===== Extracted entries =====
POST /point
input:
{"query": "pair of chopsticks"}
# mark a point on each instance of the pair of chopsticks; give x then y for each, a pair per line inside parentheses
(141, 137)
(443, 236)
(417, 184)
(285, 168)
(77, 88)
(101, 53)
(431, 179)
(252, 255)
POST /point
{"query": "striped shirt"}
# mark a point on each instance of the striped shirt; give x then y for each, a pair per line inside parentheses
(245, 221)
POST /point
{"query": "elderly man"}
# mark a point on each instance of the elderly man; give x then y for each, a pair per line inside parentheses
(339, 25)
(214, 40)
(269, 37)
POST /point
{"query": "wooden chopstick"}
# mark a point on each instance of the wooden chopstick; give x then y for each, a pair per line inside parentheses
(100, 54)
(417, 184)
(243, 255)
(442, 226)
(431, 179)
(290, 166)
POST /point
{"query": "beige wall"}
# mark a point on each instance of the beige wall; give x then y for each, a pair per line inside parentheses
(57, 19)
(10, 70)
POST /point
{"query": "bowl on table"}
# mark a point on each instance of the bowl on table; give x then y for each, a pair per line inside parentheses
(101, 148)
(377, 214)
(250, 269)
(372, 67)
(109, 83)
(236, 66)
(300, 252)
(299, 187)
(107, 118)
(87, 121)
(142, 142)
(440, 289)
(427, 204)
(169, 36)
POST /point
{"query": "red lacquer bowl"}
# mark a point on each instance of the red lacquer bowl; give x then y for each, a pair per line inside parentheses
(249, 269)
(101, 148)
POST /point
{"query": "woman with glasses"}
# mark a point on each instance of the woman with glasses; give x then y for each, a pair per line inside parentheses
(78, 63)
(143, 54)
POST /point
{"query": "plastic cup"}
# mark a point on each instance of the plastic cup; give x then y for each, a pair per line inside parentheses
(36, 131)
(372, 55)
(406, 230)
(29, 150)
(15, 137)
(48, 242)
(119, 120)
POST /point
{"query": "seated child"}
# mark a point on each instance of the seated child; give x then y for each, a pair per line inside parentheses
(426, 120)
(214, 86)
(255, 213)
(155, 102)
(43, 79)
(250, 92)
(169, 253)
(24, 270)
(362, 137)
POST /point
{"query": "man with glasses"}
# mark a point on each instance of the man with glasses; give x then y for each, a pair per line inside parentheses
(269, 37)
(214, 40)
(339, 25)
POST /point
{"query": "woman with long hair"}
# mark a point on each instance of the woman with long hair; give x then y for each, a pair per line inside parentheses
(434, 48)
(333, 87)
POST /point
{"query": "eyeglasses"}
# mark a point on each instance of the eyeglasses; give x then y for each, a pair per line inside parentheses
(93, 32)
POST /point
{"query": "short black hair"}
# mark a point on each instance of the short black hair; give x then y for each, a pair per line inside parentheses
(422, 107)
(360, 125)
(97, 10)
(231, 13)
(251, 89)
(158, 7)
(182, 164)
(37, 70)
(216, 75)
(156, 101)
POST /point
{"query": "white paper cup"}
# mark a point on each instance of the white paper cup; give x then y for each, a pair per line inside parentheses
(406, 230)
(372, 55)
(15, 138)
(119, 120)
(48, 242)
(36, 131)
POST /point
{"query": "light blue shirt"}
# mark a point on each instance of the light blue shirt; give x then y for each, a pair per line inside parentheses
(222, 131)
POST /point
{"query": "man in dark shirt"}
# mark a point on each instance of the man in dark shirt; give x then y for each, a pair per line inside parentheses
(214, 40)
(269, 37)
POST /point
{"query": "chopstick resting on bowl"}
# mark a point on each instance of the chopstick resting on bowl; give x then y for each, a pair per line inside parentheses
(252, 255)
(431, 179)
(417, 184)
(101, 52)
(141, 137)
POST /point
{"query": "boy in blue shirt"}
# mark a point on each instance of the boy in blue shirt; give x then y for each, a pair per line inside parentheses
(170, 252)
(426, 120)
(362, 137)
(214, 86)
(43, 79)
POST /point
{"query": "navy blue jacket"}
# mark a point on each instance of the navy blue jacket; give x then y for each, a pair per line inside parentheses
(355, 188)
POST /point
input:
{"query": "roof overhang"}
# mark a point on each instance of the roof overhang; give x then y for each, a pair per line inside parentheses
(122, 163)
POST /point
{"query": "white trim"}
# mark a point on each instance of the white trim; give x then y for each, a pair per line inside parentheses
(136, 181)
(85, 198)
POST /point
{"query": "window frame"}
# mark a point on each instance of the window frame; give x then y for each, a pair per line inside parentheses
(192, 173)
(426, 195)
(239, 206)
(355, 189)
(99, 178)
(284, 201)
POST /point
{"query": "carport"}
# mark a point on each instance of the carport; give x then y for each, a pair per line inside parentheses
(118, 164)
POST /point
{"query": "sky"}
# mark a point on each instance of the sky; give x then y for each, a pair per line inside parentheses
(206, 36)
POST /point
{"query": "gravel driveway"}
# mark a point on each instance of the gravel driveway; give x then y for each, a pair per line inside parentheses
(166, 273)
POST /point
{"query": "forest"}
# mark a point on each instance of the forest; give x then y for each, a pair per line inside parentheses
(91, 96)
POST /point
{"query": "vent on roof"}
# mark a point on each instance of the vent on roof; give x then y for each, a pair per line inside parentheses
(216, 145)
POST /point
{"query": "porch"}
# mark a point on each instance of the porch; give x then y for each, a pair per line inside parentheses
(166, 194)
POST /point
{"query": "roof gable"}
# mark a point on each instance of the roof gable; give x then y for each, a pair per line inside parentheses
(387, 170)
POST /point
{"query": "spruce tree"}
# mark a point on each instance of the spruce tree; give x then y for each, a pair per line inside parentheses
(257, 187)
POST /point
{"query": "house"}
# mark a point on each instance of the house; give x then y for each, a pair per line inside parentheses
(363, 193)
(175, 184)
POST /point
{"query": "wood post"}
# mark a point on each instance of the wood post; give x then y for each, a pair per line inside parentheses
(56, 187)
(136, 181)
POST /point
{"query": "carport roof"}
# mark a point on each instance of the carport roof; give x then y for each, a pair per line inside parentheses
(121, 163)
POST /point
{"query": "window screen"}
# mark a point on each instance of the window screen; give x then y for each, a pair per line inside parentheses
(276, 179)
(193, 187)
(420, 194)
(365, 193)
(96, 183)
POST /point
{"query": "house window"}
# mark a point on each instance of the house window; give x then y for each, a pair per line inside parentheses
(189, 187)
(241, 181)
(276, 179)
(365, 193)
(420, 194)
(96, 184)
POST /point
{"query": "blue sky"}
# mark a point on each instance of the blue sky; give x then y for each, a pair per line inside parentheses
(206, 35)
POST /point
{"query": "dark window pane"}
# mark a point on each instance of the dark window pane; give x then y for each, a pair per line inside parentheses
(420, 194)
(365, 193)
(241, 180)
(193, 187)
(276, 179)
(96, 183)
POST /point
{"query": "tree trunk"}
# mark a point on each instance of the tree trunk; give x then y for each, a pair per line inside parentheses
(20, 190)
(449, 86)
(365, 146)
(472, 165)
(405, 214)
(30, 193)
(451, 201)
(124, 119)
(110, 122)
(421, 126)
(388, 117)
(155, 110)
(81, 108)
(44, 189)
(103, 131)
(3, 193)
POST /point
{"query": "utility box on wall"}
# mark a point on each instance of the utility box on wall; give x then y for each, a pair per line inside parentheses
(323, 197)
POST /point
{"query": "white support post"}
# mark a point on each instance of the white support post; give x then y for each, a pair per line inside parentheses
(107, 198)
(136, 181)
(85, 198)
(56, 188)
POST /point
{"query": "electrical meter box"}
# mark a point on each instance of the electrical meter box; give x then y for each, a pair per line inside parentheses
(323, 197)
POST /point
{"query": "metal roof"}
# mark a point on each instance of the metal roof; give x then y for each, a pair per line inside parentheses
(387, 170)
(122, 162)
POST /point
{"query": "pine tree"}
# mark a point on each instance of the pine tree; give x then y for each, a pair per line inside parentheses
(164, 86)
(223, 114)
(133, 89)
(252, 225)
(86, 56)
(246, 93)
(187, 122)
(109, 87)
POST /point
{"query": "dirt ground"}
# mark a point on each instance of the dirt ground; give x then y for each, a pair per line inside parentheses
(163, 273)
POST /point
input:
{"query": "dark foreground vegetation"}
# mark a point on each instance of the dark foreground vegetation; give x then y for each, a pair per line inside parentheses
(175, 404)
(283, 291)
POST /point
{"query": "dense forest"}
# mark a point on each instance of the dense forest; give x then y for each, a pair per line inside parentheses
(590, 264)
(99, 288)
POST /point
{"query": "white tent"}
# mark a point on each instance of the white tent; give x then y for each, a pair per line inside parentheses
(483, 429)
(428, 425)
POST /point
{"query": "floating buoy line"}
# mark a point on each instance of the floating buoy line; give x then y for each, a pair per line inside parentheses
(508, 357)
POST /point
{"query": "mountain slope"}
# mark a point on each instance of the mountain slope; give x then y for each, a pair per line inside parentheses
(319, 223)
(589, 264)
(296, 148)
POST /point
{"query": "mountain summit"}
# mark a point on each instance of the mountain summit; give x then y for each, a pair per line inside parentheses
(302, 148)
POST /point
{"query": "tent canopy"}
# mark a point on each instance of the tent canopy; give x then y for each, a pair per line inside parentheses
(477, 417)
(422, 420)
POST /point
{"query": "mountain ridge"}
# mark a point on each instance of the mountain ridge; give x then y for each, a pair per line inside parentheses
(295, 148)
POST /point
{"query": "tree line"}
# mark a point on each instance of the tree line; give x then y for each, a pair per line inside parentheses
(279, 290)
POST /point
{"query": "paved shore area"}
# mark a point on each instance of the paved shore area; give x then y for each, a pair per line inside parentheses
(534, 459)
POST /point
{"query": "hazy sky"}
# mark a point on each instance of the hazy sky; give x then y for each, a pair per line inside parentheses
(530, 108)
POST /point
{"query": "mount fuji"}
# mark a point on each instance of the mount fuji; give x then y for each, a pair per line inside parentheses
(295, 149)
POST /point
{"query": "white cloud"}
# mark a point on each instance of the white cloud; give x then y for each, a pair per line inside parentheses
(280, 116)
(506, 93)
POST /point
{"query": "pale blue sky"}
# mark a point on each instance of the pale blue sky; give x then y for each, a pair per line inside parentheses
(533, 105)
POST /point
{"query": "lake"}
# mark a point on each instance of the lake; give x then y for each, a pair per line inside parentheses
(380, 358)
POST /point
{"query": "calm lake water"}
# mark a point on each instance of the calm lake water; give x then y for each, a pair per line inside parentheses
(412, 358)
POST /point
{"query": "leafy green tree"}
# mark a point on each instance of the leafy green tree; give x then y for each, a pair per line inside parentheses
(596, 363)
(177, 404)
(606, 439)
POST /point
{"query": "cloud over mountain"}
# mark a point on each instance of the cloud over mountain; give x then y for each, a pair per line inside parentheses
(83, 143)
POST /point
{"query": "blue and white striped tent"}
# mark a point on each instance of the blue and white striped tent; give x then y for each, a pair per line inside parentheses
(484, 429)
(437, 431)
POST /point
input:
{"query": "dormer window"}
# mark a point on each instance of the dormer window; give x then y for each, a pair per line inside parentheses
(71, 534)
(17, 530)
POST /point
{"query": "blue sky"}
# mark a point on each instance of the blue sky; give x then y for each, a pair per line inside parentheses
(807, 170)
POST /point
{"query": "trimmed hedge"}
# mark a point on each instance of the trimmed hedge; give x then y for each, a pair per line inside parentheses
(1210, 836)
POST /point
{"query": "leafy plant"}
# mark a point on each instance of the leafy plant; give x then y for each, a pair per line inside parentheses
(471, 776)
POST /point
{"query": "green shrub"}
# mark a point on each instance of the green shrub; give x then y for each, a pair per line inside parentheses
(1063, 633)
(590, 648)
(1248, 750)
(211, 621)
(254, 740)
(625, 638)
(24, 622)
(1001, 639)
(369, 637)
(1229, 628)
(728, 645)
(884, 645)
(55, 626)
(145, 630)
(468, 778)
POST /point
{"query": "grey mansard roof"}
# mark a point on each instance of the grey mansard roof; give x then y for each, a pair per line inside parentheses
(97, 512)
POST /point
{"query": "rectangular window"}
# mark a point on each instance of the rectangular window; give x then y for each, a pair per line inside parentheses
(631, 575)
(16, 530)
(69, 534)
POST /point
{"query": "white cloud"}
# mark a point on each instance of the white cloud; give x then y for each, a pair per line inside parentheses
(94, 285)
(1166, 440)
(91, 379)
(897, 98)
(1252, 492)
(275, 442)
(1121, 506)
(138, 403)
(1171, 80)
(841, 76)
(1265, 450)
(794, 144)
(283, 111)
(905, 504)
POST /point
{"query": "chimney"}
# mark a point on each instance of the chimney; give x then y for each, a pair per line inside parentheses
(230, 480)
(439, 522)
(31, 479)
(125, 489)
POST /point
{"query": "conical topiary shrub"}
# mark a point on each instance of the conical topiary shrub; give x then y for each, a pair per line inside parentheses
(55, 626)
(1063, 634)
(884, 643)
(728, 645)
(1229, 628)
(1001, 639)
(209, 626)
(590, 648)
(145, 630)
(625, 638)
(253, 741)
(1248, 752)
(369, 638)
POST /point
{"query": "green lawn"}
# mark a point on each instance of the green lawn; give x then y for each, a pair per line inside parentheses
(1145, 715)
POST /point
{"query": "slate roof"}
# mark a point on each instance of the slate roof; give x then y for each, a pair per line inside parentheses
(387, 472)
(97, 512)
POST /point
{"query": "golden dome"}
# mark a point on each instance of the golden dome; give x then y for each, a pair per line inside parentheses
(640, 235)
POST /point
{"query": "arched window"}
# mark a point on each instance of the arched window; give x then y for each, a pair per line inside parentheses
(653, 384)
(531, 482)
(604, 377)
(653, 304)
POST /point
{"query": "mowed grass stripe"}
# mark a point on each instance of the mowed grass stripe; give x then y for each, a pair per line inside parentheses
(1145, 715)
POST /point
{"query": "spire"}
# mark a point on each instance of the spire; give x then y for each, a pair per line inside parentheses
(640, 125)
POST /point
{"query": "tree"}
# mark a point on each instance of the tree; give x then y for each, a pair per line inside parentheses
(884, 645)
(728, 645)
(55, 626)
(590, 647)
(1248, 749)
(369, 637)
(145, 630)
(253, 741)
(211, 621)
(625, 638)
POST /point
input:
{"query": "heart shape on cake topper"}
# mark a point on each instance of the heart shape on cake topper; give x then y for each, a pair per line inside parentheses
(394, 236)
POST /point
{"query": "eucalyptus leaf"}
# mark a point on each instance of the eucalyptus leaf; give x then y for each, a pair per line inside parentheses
=====
> Your task:
Please report every line of the listing above that contains the word "spire", and copy each such line in full.

> The answer:
{"query": "spire"}
# mark a point on each instance of the spire; give x then y for each, a pair per line inside parentheses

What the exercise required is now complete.